* Requirement: The word "cheese" occurs in some lines of the listing. Copy those lines.

- Opening Delimiter -

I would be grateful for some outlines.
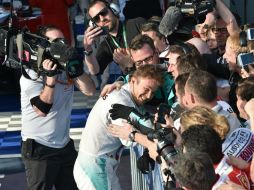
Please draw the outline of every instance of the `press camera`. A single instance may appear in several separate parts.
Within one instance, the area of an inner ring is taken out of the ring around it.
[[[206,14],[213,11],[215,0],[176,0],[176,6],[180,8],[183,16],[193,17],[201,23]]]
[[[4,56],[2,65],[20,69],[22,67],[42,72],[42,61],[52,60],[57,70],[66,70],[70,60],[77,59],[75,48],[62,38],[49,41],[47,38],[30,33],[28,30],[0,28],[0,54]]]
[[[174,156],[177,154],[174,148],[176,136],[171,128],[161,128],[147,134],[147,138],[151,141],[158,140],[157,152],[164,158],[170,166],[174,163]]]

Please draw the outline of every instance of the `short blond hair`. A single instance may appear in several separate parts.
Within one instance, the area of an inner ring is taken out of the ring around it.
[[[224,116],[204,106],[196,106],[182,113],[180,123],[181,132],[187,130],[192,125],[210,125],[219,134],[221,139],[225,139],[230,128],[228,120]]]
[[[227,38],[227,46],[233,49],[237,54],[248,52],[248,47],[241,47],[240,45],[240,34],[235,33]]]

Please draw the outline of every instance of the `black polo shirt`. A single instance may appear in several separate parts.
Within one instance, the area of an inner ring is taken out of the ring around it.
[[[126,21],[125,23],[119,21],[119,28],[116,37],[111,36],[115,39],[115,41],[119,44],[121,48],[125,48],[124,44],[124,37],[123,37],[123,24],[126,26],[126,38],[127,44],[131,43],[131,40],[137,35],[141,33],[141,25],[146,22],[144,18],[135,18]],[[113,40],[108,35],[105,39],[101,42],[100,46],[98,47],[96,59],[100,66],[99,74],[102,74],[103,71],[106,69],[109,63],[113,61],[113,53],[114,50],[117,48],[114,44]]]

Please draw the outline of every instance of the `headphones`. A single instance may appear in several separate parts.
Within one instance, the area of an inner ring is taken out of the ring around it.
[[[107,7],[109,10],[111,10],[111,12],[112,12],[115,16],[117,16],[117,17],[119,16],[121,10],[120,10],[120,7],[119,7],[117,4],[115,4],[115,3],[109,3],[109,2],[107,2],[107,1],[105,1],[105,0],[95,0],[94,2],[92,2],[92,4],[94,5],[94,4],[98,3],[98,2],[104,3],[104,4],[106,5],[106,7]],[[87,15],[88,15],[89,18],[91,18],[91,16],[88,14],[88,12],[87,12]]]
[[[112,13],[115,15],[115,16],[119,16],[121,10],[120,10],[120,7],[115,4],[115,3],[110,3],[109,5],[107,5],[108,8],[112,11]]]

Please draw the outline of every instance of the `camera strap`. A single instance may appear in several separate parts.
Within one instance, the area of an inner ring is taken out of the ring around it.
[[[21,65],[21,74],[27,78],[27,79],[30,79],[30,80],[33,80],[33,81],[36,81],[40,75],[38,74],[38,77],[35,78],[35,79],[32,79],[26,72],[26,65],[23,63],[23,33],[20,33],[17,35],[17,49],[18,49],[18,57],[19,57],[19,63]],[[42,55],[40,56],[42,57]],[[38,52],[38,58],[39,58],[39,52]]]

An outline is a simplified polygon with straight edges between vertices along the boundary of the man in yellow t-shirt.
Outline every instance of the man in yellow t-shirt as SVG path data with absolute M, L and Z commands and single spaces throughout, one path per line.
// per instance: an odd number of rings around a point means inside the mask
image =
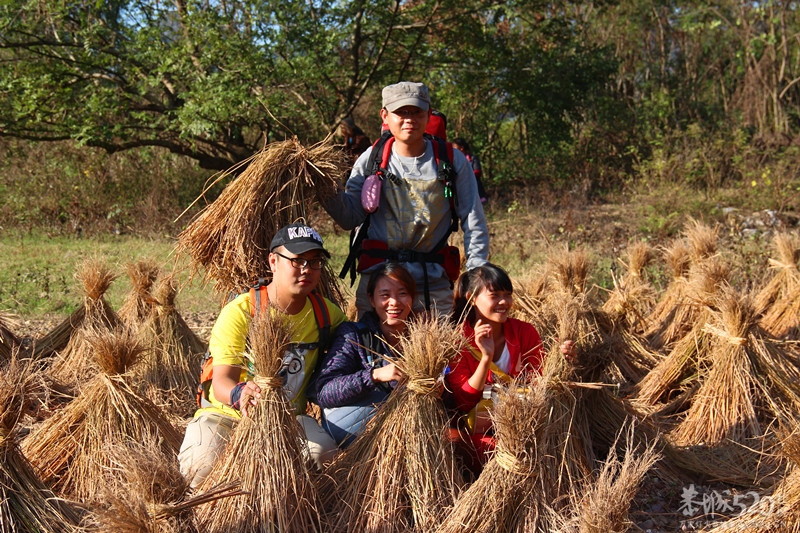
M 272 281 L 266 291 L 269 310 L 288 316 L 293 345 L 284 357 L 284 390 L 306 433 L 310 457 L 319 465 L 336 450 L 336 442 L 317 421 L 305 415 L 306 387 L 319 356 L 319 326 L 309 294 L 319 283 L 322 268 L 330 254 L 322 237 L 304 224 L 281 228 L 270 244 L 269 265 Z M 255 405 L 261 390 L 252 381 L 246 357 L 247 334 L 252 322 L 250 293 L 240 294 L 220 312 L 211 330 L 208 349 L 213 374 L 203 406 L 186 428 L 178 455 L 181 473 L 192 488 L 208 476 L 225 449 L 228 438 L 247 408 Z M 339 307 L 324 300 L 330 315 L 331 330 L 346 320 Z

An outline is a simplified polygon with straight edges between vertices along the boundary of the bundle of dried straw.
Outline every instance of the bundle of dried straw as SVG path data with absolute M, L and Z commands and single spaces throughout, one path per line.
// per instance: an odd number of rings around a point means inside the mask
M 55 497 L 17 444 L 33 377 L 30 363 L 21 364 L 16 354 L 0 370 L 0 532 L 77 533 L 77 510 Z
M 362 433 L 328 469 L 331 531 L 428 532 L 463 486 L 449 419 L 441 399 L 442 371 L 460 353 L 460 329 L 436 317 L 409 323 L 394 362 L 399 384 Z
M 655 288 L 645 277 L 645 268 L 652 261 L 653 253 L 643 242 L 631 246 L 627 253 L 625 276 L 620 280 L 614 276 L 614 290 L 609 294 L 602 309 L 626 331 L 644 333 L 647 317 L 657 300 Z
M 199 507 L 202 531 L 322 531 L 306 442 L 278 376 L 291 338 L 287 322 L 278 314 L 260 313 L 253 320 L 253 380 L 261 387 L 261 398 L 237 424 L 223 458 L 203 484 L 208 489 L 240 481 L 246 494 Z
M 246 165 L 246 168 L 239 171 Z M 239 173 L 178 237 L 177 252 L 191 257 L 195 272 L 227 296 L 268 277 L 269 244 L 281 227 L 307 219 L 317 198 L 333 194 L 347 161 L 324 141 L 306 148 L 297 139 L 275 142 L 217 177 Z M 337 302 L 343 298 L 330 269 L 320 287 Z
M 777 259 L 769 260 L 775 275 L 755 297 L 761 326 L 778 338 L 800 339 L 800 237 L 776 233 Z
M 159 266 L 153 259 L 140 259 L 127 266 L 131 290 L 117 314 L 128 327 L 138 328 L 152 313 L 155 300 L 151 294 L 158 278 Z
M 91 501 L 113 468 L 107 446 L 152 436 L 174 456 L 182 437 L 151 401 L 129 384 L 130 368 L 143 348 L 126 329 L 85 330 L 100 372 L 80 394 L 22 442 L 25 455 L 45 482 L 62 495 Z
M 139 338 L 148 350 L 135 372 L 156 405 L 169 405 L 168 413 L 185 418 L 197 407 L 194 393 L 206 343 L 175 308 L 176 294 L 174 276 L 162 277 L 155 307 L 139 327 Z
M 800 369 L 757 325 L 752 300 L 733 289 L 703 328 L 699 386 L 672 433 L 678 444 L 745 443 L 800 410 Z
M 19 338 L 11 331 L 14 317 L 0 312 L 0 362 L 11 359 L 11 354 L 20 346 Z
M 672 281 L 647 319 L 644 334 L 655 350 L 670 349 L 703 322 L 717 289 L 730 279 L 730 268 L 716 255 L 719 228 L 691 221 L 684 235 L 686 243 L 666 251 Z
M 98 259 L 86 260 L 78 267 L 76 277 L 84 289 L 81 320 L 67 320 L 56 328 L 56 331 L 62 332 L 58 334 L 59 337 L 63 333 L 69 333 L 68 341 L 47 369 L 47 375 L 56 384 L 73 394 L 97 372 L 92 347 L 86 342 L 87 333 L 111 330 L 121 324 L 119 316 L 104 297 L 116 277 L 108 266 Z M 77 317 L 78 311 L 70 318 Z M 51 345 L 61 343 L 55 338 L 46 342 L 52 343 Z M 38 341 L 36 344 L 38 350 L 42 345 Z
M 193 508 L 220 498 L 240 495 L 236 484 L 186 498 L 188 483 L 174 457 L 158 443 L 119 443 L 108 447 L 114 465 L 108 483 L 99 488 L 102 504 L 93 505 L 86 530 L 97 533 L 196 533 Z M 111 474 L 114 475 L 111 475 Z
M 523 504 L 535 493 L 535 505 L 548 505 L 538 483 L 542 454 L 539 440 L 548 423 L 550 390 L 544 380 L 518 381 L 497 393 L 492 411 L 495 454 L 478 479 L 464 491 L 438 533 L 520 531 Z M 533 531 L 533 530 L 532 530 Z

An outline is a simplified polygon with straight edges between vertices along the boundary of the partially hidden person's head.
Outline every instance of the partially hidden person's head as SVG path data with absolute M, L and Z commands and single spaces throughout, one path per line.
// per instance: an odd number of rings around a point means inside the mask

- Closing Delimiter -
- Opening Delimiter -

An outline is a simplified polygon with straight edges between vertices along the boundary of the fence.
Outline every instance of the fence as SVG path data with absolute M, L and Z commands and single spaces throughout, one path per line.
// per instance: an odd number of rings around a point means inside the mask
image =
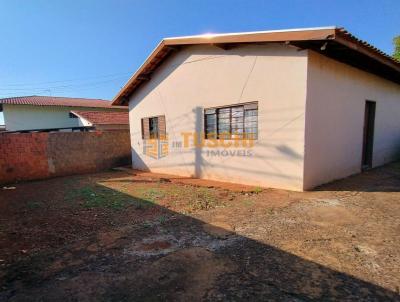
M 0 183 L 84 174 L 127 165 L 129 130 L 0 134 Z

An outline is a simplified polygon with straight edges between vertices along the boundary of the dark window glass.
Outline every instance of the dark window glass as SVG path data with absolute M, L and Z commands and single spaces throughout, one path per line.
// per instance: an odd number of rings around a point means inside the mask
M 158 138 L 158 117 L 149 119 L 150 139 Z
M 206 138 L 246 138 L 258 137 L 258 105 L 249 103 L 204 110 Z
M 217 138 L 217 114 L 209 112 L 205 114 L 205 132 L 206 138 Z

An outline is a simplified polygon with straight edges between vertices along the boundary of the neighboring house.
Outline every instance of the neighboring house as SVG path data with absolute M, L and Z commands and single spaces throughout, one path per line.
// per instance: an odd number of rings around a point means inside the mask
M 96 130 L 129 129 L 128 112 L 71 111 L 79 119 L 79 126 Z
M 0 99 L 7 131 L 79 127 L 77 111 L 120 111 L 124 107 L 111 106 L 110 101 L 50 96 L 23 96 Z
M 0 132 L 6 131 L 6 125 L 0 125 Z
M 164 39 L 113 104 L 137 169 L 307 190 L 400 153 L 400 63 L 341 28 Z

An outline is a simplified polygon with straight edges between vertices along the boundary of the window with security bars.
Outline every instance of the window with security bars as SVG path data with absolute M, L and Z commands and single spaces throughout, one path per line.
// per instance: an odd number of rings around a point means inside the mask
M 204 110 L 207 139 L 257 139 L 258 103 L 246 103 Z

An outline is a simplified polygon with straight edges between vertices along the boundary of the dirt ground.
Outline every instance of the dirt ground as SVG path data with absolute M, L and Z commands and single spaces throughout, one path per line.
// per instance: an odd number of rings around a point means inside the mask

- Closing Delimiter -
- Opening Delimiter -

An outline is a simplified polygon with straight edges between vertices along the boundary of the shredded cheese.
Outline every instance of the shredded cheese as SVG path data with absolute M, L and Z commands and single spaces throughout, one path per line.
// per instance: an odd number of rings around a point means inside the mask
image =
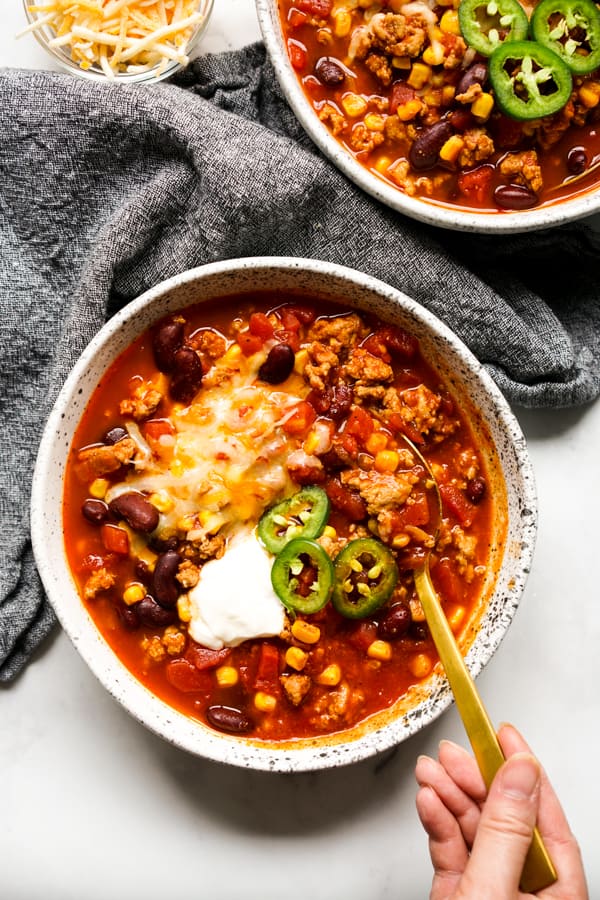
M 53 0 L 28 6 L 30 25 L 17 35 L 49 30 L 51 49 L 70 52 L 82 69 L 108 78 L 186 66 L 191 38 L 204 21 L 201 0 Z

- Closing Delimiter -

* Written answer:
An outline is a simplified polygon with straight edges between vertices along the boundary of the shredded cheese.
Outline every instance of the shredded cheese as SVG path data with absolute M, L and Z commands and single spaces throughout, one path per line.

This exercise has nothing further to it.